» Work required: In the items below, change "drop a dot" to "place a point" wherever it appears and leave every other line as it is.

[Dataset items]
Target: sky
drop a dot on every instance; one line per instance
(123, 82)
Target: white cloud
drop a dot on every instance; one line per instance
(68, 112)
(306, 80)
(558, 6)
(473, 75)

» Exercise answer:
Target: sky
place a point on every instance; one line per instance
(123, 82)
Target: white cloud
place a point on every instance; one line per instance
(68, 112)
(306, 80)
(558, 6)
(473, 75)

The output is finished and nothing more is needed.